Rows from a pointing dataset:
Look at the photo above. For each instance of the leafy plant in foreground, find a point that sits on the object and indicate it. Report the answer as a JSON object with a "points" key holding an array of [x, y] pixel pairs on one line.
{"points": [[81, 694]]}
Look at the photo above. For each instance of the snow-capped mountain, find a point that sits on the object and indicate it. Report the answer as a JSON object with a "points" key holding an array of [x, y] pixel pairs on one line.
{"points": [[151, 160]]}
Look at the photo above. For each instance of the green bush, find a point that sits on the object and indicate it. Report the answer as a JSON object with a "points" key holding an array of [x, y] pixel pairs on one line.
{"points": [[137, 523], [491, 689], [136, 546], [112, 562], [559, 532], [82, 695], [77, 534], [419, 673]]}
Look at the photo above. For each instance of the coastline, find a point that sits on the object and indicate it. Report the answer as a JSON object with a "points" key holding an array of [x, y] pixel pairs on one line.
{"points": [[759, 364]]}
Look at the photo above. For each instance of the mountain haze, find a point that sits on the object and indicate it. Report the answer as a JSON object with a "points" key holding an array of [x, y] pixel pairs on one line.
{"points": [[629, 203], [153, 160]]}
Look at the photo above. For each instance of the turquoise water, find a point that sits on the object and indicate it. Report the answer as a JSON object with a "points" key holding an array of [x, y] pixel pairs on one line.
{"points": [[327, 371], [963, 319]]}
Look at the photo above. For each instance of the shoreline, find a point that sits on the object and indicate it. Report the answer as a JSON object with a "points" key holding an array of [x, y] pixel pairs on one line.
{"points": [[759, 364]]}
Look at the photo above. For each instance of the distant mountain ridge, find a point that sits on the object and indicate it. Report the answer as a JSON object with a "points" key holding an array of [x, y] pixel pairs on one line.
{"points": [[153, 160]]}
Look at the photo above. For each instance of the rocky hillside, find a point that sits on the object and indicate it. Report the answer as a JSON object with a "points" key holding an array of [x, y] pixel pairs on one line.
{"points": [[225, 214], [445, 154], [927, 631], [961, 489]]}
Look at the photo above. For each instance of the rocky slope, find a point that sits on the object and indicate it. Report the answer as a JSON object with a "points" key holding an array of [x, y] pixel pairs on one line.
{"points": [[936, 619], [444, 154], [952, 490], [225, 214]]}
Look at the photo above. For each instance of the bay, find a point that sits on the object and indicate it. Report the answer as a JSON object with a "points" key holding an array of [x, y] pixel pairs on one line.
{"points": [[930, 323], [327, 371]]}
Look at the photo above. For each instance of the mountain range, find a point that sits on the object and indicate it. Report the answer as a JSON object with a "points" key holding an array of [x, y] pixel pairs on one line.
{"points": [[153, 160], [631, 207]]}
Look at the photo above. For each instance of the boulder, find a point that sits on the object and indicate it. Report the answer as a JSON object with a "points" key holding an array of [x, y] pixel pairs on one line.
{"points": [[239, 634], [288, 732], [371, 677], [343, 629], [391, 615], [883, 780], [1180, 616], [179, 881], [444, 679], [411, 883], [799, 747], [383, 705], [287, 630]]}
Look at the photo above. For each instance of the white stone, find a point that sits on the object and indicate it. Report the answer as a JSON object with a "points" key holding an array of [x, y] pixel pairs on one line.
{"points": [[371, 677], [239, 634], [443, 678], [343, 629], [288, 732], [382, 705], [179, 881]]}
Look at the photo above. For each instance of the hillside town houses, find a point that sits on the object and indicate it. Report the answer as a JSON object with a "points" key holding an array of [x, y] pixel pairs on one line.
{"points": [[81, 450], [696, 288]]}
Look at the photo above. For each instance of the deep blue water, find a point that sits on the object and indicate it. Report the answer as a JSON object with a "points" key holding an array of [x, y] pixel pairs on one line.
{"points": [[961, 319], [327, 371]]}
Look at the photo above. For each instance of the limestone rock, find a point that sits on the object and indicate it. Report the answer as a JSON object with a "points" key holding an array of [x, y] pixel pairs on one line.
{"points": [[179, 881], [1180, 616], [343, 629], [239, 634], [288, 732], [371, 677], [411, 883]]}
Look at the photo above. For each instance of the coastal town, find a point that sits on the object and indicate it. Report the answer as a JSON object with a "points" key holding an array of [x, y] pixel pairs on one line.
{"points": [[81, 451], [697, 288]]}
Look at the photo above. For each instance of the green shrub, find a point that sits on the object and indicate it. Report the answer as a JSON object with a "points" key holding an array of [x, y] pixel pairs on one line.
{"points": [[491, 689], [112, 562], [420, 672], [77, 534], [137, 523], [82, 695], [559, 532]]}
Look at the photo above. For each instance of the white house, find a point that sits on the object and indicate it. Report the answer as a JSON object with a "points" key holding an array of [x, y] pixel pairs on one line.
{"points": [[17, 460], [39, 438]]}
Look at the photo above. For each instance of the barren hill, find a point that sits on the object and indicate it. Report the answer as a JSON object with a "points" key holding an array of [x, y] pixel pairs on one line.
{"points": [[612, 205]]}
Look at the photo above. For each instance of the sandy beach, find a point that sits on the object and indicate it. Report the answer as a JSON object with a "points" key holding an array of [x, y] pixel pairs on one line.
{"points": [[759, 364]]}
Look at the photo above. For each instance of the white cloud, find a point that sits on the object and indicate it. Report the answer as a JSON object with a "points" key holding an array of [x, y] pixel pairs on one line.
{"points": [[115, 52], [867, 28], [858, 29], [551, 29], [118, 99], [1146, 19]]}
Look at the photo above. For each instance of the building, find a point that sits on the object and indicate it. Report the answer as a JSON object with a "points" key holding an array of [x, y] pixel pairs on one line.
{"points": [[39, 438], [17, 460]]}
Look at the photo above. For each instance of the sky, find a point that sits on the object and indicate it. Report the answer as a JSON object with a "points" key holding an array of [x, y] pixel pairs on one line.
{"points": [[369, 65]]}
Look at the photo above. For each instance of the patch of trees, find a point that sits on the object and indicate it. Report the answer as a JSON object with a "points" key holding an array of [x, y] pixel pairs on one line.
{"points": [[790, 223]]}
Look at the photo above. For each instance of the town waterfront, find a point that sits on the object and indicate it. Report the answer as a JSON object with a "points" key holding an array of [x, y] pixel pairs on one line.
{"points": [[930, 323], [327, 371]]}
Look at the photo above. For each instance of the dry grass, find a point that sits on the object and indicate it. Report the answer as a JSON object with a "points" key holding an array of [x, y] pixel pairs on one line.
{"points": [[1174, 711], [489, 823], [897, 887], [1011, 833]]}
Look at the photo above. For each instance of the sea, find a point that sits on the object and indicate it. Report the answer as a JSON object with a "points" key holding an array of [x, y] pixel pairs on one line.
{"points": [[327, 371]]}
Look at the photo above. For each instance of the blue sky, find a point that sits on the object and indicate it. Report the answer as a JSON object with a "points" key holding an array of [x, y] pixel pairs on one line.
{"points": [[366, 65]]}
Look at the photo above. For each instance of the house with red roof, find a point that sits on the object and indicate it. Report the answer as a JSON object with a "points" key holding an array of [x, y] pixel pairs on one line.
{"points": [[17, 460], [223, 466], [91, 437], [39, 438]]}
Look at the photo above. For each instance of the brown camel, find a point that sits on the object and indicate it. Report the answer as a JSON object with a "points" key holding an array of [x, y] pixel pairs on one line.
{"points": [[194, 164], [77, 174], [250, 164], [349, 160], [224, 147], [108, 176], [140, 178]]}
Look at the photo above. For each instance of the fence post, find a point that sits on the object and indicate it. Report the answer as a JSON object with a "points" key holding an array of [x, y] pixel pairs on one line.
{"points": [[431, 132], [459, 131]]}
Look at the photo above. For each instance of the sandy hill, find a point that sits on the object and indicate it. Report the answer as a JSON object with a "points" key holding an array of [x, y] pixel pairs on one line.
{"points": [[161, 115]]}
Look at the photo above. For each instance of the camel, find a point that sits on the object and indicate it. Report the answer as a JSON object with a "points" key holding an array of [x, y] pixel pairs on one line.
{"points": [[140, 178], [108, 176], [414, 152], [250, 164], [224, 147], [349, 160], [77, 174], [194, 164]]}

### [GOAL OF THE EXERCISE]
Restate the final lines of the listing above word for word, beginning at the line that contains "Look at the photo above. For each instance of the brown".

### [RESPONSE TO THIS TASK]
Look at the photo above. For each instance of the brown camel, find a point that sits on the object and indicate it. Report the answer as a JSON object with a "points" key holding an array of [x, y] pixel pairs on one line.
{"points": [[194, 164], [77, 174], [250, 164], [349, 160], [224, 147], [108, 176], [140, 178]]}
Look at the photo above. For each instance of the fence post, find a point that sits on the object and indicate it. Report the answer as a JSON object with a "points" key holding an array of [x, y] pixel pairs on one line.
{"points": [[431, 132], [459, 131]]}
Look at the photo above. For each instance of the sandy hill, find a point that sits on the object and indicate it. Report the answer as a JSON object with a "points" key holding an array of [x, y] pixel pairs on one line.
{"points": [[161, 115]]}
Look at the photo above. For each instance of the camel, find a point that sits on the object and indicate it. Report the answer as a JSON object with a "points" key holding an array of [x, y] pixel pairs on one line.
{"points": [[140, 178], [108, 176], [414, 152], [250, 164], [224, 147], [349, 160], [77, 174], [194, 164]]}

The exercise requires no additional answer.